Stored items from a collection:
####################
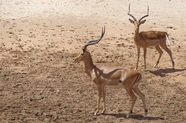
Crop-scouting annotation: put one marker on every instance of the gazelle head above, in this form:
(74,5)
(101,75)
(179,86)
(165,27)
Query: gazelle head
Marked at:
(84,53)
(140,21)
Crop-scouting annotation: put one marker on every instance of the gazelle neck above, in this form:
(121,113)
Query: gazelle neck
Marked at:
(136,35)
(89,66)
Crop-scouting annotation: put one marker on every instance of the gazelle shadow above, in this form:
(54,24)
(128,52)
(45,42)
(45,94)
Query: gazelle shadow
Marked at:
(163,72)
(134,116)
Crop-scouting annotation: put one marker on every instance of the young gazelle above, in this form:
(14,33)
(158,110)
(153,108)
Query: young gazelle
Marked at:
(146,39)
(111,76)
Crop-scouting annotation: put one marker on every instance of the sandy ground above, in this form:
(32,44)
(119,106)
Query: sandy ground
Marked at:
(39,83)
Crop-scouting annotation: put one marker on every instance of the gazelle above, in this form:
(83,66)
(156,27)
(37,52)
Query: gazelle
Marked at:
(146,39)
(111,76)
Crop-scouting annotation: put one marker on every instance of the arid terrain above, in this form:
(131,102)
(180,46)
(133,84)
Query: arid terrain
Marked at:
(40,83)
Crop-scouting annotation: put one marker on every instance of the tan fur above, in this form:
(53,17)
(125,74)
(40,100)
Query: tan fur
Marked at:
(112,77)
(147,39)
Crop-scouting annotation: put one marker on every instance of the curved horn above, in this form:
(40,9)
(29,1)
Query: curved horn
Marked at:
(145,15)
(94,41)
(130,14)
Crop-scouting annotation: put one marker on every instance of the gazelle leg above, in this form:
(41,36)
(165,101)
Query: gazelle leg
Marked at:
(138,53)
(145,52)
(160,54)
(142,96)
(104,96)
(133,96)
(169,52)
(98,99)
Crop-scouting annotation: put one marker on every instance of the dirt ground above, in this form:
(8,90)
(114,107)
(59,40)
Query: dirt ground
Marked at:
(39,83)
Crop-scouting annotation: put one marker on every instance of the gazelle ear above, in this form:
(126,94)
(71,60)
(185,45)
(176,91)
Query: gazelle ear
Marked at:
(142,22)
(131,21)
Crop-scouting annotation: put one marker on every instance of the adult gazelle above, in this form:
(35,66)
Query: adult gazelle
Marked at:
(147,39)
(111,76)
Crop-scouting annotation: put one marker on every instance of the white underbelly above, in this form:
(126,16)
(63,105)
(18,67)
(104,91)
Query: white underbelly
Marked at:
(115,86)
(152,43)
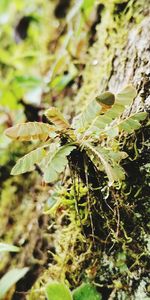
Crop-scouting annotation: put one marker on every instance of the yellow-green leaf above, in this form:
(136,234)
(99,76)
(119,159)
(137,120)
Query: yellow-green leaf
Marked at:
(55,116)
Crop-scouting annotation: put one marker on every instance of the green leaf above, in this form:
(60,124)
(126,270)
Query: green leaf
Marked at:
(9,279)
(29,131)
(131,123)
(8,248)
(55,116)
(57,291)
(111,167)
(86,292)
(54,163)
(27,162)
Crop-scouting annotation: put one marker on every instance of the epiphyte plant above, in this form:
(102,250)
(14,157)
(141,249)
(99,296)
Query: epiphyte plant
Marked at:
(94,132)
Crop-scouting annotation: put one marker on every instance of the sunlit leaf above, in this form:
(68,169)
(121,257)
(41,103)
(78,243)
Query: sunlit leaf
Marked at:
(86,292)
(57,291)
(55,116)
(54,163)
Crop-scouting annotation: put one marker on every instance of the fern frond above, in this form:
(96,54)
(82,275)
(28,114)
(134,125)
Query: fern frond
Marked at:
(54,163)
(103,161)
(55,116)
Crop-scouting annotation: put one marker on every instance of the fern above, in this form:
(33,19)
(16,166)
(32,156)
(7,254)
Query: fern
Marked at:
(106,162)
(103,117)
(93,110)
(54,116)
(54,163)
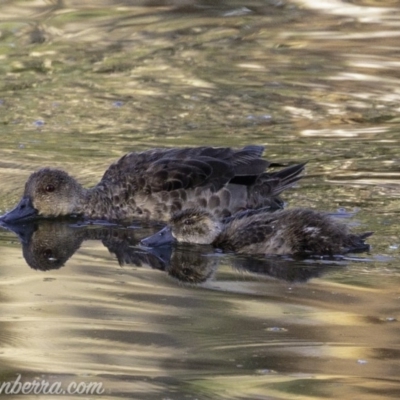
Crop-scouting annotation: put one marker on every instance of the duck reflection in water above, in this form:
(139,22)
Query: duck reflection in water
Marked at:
(48,245)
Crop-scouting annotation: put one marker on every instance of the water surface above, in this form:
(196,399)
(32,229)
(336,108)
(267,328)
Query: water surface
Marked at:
(318,81)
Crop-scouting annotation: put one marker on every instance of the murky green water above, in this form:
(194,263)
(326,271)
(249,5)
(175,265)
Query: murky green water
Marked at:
(82,84)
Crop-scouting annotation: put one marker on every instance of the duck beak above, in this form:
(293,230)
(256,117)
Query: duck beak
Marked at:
(158,239)
(23,211)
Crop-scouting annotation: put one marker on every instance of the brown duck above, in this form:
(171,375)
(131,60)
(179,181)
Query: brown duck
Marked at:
(292,231)
(155,183)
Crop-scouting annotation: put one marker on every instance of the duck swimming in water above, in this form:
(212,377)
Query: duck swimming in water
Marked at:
(156,183)
(293,231)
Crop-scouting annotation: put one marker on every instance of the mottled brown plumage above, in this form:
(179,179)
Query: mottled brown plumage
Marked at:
(156,183)
(293,231)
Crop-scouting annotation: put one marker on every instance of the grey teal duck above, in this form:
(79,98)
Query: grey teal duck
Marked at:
(154,184)
(291,231)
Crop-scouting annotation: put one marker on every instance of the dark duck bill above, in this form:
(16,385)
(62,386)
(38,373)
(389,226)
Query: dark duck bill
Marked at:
(160,238)
(22,212)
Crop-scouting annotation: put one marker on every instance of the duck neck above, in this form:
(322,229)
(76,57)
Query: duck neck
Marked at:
(94,203)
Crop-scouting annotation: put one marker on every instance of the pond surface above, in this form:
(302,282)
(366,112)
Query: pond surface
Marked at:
(319,81)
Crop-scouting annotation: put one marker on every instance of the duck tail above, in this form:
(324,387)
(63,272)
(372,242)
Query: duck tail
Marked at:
(287,177)
(247,162)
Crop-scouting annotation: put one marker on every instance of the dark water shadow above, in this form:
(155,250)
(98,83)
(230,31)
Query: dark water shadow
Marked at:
(48,245)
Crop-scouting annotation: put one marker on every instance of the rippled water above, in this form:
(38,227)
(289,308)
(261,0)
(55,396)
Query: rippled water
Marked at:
(318,81)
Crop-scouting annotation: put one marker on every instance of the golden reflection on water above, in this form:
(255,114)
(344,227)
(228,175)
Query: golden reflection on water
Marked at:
(84,83)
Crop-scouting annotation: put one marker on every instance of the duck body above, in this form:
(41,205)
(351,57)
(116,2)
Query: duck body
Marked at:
(292,231)
(156,183)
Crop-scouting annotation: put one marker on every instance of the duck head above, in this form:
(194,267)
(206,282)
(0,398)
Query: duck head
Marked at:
(191,226)
(48,193)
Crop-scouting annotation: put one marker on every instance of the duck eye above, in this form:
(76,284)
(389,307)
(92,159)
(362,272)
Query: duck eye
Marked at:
(49,188)
(47,253)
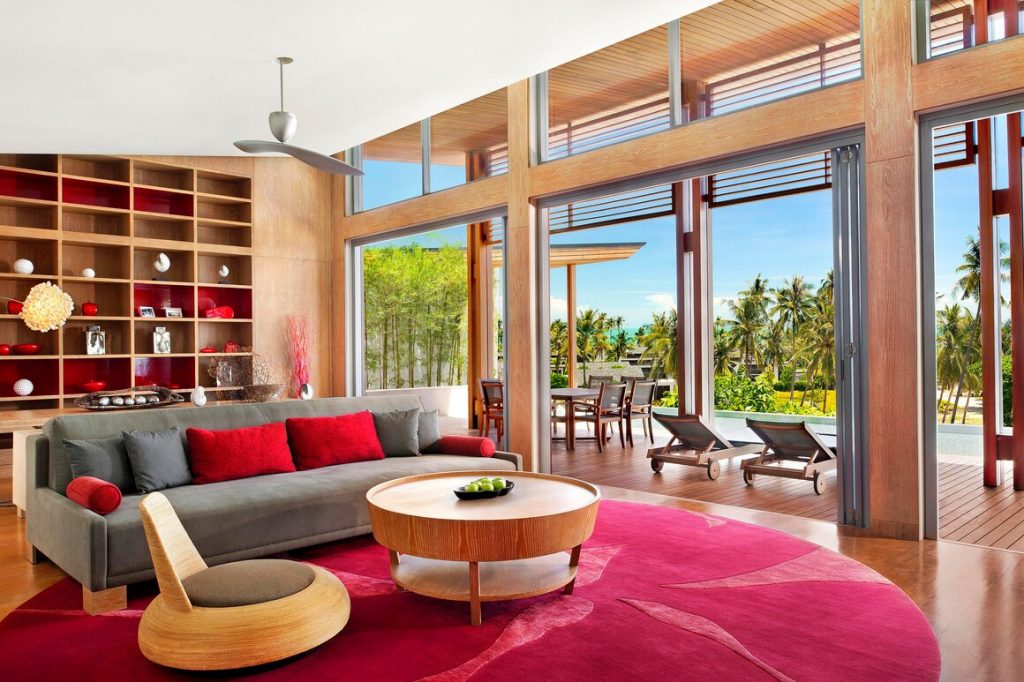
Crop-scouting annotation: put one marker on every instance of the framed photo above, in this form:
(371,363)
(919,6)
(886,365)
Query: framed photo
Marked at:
(95,341)
(161,340)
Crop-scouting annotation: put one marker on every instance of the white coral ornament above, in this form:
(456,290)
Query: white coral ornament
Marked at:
(46,307)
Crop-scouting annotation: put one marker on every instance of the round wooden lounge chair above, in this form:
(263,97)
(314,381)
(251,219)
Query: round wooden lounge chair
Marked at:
(236,614)
(790,441)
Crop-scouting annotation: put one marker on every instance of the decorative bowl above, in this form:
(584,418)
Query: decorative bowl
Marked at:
(462,494)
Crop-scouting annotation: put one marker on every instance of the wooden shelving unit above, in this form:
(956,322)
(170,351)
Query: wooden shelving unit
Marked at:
(116,215)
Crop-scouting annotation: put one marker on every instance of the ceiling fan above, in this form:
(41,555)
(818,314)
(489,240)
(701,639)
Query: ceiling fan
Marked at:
(283,125)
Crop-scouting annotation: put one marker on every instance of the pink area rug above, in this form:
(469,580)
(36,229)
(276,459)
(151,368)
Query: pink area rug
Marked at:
(660,594)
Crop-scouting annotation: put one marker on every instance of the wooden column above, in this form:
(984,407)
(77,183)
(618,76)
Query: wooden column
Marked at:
(570,324)
(894,381)
(521,351)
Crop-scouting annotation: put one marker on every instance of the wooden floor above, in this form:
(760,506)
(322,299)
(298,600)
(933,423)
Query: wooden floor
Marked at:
(969,511)
(973,597)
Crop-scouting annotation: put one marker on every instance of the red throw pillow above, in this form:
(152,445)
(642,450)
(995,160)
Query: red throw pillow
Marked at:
(321,441)
(216,456)
(99,496)
(469,445)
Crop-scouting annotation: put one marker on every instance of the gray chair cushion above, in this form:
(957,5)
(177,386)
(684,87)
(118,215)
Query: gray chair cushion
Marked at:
(236,519)
(428,432)
(105,459)
(158,459)
(246,583)
(398,432)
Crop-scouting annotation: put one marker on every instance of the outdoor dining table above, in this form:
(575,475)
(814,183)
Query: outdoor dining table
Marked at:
(571,396)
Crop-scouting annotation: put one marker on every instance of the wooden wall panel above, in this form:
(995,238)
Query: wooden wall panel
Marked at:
(894,381)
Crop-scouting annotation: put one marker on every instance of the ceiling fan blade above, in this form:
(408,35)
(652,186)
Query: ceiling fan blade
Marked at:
(314,159)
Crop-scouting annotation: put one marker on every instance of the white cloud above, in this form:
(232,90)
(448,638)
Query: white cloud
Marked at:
(660,301)
(559,308)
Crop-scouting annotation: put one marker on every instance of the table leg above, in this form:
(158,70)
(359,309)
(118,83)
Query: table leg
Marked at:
(573,561)
(474,593)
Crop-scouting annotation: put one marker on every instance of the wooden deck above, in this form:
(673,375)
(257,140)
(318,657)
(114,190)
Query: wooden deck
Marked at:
(969,511)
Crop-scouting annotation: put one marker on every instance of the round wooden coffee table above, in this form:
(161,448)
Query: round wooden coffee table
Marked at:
(483,550)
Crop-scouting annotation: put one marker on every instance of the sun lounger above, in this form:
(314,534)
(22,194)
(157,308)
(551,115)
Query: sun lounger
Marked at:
(694,443)
(790,441)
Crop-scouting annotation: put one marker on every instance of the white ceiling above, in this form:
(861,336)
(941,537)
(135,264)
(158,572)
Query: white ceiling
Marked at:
(192,76)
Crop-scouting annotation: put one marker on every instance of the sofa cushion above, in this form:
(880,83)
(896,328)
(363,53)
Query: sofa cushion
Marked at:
(226,455)
(158,459)
(398,432)
(321,441)
(95,495)
(427,431)
(210,417)
(242,519)
(246,583)
(105,459)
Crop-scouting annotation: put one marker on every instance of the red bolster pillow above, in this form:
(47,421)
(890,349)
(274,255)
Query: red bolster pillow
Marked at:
(468,445)
(322,441)
(99,496)
(255,451)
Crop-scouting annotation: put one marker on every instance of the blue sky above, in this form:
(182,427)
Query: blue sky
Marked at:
(777,239)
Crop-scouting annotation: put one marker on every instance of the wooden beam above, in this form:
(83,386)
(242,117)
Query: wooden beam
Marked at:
(521,352)
(893,296)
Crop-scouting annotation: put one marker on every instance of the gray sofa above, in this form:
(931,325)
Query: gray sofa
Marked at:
(227,521)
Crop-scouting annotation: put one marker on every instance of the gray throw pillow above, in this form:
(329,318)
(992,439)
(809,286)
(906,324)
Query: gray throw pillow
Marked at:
(428,433)
(158,458)
(105,459)
(398,432)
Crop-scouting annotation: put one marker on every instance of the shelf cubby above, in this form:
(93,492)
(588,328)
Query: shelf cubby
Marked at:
(159,295)
(116,372)
(174,373)
(28,185)
(94,193)
(111,262)
(42,373)
(13,332)
(94,221)
(181,264)
(240,270)
(98,168)
(164,201)
(46,163)
(118,335)
(111,297)
(43,255)
(162,175)
(208,182)
(182,336)
(152,226)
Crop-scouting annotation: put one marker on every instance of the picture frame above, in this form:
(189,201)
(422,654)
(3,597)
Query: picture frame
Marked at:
(161,341)
(95,341)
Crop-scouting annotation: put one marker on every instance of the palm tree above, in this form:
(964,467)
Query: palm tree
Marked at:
(659,344)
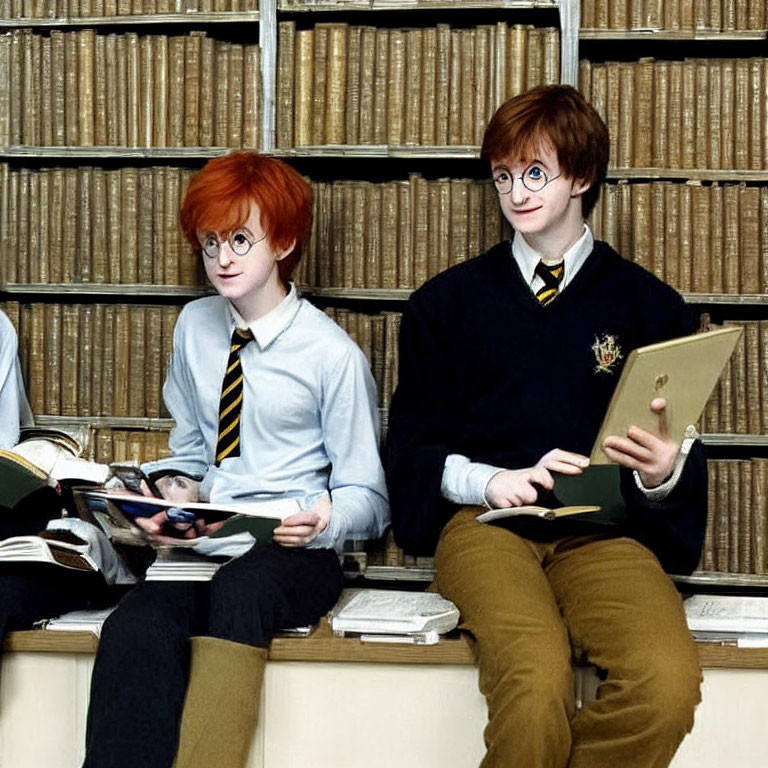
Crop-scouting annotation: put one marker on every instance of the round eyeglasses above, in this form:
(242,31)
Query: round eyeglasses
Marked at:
(240,242)
(534,179)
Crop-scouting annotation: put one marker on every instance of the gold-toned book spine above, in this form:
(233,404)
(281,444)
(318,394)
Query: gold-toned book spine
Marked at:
(235,123)
(175,129)
(56,223)
(71,113)
(83,226)
(70,359)
(405,266)
(192,48)
(428,87)
(319,78)
(286,54)
(99,254)
(46,104)
(85,86)
(336,84)
(700,244)
(85,359)
(52,356)
(207,91)
(171,267)
(672,235)
(751,392)
(731,238)
(688,116)
(133,89)
(414,61)
(34,332)
(159,47)
(137,361)
(686,241)
(373,244)
(145,257)
(108,362)
(701,113)
(122,361)
(760,519)
(128,251)
(252,97)
(389,227)
(381,81)
(749,221)
(153,361)
(716,218)
(303,87)
(114,222)
(367,78)
(396,88)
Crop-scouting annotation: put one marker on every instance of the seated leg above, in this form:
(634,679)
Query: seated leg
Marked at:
(625,615)
(522,648)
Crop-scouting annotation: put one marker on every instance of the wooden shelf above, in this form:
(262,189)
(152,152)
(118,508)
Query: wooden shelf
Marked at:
(190,18)
(107,289)
(686,174)
(709,35)
(322,646)
(102,422)
(301,6)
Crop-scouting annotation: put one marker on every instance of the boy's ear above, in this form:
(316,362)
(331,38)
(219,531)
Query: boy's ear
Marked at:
(579,187)
(280,255)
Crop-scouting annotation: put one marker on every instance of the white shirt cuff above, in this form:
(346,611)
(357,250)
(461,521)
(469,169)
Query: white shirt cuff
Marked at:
(465,481)
(660,492)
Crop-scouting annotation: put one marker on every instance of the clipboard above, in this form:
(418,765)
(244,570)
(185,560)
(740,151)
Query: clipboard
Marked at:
(684,371)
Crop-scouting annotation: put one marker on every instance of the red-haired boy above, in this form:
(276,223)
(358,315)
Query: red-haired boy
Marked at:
(307,429)
(507,365)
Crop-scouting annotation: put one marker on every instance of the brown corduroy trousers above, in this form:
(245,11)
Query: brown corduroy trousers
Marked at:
(532,608)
####################
Return precisely the lines of the records, starting with the line that holds "of the gold-toned" and ending with the last one.

### ANSWER FOR THE TASK
Crop-scouting annotation: put one marker on every instance of the gold-toned book spine above, in this form:
(233,404)
(281,444)
(318,394)
Query: gold-toned book spine
Marked at:
(235,123)
(175,129)
(56,223)
(71,113)
(83,226)
(70,359)
(405,266)
(192,48)
(428,87)
(319,78)
(286,54)
(99,254)
(46,104)
(85,86)
(336,84)
(700,244)
(85,359)
(52,356)
(207,91)
(171,267)
(672,235)
(751,392)
(731,238)
(688,116)
(133,89)
(414,61)
(34,332)
(159,47)
(137,361)
(686,241)
(373,244)
(145,257)
(108,362)
(701,113)
(122,361)
(760,519)
(128,251)
(252,97)
(389,227)
(381,81)
(749,221)
(153,361)
(716,218)
(303,87)
(114,222)
(367,78)
(396,88)
Crop-scouting annotation: put one marker on every instance of the seated leg above, in this form:
(634,679)
Query: seated leg
Marked at:
(625,615)
(522,648)
Crop-scouting annotation: put one marker on every instance of the wooden shelf above, in this form:
(262,189)
(152,152)
(118,508)
Query: wooden shelf
Marked at:
(190,18)
(107,289)
(686,174)
(709,35)
(322,646)
(102,422)
(301,6)
Crop-scouting annotation: put one marker on every instance of the boy's ear above, in this form:
(316,362)
(331,38)
(219,531)
Query: boy's ear
Marked at:
(579,187)
(280,255)
Crop-scouting annotation: put one marker on every instance of the white shirt cuff above, in this form:
(346,611)
(357,250)
(461,521)
(469,169)
Query: white shirt cuff
Marked at:
(465,481)
(660,492)
Crop-scouting annotation: put one marker on every instance of the clipboard above, in this form:
(418,765)
(244,570)
(185,560)
(740,151)
Query: clipboard
Marked at:
(684,371)
Crop-scouting annotation: put one marker on every instance of the red-haired boy above, in this form:
(276,223)
(358,315)
Query: red-haired boy
Marked at:
(307,429)
(507,365)
Crop-scouting annotation: put one marker on every instance of the brown corduroy trousers above, in this form:
(245,11)
Query: brown corduroy trousers
Marked at:
(532,608)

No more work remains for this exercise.